_What needs to be done_
Rewrite in full the lines from the line containing "Practice step: find the distant" through the last of the lines below, shifting every pixel coordinate in the answers by -140. Keep all other numbers in those lines unchanged.

=== The input ===

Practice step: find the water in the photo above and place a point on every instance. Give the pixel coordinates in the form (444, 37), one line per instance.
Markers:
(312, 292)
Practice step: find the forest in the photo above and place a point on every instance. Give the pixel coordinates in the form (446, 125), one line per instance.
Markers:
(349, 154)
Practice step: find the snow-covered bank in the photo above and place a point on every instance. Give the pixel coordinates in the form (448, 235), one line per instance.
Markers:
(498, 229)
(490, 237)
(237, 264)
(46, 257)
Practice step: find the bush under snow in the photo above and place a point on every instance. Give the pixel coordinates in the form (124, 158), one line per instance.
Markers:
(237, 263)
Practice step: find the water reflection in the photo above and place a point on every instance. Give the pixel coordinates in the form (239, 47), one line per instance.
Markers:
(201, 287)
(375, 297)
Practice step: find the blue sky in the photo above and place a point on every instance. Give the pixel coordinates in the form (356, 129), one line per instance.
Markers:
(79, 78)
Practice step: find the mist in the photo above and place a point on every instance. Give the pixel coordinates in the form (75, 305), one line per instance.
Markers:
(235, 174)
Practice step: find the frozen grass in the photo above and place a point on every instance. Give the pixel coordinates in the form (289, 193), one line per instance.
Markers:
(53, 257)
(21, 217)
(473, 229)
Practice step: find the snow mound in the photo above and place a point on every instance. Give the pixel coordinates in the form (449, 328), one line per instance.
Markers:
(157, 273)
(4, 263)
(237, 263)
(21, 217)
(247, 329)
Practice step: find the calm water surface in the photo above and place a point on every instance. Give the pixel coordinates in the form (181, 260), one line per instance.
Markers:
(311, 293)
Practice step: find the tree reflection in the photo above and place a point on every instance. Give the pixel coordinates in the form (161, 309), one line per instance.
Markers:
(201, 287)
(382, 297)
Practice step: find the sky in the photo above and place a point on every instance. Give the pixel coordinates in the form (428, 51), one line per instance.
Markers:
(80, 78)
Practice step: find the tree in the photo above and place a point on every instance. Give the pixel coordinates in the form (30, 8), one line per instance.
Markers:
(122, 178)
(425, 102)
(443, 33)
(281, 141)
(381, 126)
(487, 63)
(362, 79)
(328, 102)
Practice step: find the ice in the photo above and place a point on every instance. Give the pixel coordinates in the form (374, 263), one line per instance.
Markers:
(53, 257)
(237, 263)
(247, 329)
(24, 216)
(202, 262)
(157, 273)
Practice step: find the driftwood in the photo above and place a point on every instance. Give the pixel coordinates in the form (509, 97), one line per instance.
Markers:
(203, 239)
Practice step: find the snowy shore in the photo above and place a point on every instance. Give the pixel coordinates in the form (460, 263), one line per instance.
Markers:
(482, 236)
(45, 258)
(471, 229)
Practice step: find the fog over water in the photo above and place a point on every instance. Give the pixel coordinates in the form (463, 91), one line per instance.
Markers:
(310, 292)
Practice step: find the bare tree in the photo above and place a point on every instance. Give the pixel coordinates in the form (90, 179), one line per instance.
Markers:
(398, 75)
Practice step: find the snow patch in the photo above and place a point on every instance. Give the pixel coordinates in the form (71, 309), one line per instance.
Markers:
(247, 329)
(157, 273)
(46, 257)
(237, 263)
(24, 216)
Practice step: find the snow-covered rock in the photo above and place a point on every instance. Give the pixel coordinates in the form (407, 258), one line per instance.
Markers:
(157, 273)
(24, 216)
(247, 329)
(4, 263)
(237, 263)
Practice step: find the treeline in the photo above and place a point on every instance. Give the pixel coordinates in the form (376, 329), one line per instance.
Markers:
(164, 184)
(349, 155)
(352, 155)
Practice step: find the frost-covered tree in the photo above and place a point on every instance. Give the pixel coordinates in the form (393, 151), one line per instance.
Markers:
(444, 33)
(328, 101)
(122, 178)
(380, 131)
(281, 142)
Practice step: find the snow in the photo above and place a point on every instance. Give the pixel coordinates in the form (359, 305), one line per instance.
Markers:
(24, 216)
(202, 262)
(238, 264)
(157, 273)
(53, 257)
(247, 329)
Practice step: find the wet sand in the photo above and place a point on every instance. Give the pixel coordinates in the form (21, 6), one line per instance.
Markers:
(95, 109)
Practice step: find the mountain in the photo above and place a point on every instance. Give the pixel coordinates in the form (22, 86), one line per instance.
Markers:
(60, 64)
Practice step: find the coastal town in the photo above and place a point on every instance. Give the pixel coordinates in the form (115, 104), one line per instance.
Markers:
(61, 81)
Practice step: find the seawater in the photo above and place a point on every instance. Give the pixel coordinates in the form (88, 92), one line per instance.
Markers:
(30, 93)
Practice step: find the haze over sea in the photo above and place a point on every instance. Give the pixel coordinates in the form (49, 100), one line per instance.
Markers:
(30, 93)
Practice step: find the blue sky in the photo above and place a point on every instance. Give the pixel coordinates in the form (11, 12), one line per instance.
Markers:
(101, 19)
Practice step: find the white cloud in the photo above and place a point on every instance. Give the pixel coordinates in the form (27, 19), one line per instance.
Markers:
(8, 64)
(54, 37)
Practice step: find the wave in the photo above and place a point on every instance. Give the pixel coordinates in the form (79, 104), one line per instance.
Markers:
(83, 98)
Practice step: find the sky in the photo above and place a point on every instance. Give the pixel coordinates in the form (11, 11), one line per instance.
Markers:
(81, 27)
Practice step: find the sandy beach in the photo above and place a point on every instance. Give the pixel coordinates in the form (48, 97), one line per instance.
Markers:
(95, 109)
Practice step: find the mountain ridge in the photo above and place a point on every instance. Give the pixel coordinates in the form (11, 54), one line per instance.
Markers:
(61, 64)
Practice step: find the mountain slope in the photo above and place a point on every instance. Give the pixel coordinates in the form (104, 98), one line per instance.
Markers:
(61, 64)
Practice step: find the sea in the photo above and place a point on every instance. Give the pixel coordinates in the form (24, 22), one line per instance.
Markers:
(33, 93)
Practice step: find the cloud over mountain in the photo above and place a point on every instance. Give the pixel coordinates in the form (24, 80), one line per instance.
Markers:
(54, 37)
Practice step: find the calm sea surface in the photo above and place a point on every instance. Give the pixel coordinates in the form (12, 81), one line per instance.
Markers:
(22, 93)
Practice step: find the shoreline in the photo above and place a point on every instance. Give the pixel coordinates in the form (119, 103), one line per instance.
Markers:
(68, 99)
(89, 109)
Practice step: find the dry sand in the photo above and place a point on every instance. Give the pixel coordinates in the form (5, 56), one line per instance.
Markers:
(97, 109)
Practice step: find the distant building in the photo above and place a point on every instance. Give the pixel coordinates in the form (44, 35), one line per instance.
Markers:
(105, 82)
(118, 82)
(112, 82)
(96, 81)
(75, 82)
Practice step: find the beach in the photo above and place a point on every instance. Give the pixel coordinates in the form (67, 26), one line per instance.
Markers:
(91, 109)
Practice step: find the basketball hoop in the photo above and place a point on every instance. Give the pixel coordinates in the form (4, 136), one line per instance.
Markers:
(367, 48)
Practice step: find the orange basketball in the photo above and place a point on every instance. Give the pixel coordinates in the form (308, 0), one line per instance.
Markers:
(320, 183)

===

_Solved problem_
Practice step: find the distant building in the photo above and place a point on every instance. Give the pixel coordinates in the form (44, 35), one line per instance.
Markers:
(-35, -58)
(-22, -58)
(-28, -58)
(-44, -59)
(-65, -58)
Practice step: find the beach in the photo above and place a point on every instance. Give the pixel coordinates in the form (67, 26), one line per instance.
Markers:
(-49, -31)
Practice step: find the basketball hoop in the photo above and place a point on every instance. Give the pixel coordinates in the form (4, 136), one line per instance.
Markers:
(227, -92)
Practice step: find the orange basketball in the photo above and place a point on every instance. Give the pixel coordinates in the form (308, 0), one line per instance.
Markers:
(180, 43)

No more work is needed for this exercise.